> [Exercise brief]:
Reproduce verbatim the lines of the items starting with the line containing "This quickstart shows" and continuing through the line containing "M86 111L97 112L99", with both of those lines included. Leave the pictures out of the answer.
=====
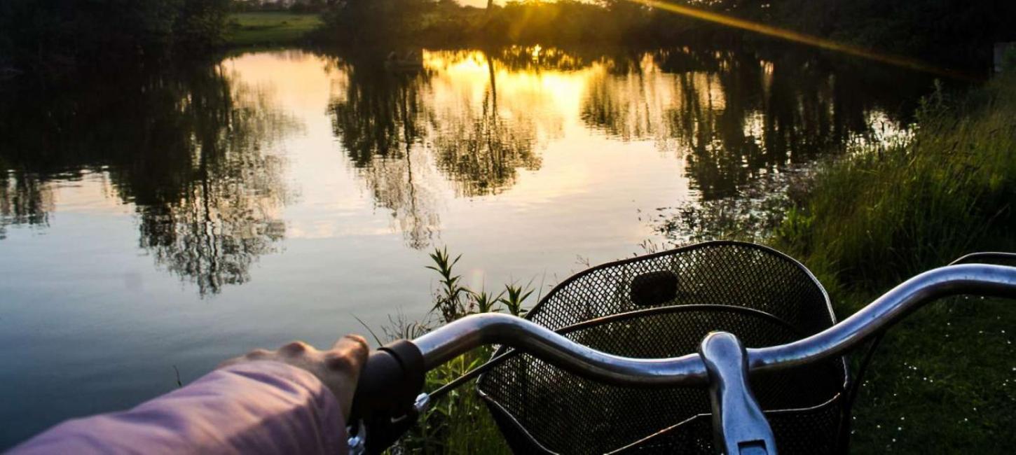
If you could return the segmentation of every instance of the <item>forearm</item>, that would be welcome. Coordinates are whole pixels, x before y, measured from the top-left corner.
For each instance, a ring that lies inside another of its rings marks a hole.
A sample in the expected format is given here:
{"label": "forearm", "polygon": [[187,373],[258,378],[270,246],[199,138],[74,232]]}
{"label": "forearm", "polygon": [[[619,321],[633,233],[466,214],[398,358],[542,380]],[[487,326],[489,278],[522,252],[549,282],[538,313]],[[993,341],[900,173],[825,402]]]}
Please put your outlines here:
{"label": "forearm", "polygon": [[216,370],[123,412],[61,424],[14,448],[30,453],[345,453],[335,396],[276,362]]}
=====
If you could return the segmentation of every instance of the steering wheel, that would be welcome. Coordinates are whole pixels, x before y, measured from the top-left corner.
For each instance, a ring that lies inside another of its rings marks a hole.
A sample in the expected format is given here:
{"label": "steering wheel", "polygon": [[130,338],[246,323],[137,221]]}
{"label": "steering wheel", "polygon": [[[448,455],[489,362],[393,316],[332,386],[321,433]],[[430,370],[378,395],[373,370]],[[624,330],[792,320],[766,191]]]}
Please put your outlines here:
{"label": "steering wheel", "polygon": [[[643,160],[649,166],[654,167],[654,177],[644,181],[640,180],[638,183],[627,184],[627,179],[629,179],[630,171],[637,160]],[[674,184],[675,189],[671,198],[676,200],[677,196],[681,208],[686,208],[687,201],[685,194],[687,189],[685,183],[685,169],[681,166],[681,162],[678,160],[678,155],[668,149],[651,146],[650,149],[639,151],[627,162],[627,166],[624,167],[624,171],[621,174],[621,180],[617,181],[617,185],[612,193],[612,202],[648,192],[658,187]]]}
=====
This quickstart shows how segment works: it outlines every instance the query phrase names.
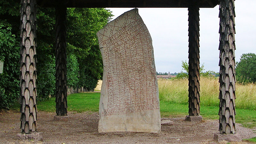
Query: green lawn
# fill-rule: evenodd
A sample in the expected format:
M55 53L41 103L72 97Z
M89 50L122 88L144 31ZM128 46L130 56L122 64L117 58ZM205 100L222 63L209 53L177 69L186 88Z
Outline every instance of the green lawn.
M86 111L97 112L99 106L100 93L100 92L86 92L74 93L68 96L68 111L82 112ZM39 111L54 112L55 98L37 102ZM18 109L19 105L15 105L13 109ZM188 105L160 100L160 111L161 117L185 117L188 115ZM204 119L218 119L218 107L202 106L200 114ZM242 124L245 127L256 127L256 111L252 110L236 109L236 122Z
=====
> [Answer below]:
This quickstart shows how segment works: it outlines every instance the query phrase names.
Query: green lawn
# fill-rule: evenodd
A sample in the expected format:
M55 53L41 103L72 97Z
M89 50L122 88L144 31ZM128 46L130 56L122 64L117 58ZM205 100L222 63L209 53L177 69L186 88Z
Outline every instance of the green lawn.
M86 111L97 112L99 106L100 93L100 92L86 92L74 93L68 96L68 111L82 112ZM39 111L54 112L55 98L37 102ZM18 109L19 105L15 105L13 109ZM188 105L160 100L160 111L161 117L185 117L188 115ZM204 119L218 119L218 107L202 106L200 114ZM242 124L245 127L256 127L256 111L252 110L236 109L236 122Z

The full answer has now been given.